Would you please return the lines of the material that contain the word "blurred"?

────────────────────

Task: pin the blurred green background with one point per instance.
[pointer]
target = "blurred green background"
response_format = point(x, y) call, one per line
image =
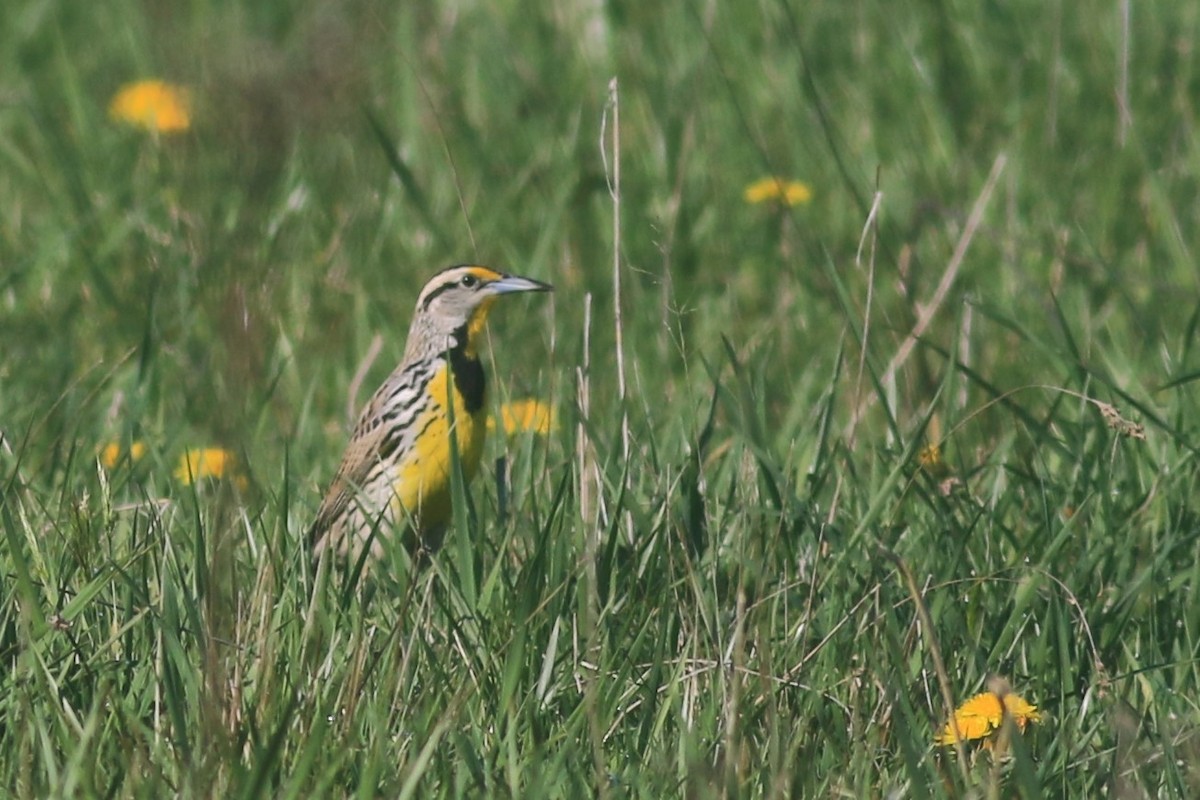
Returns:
point(997, 246)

────────────────────

Solution below:
Task: pin the blurred green background with one point per instance.
target = "blurred green background"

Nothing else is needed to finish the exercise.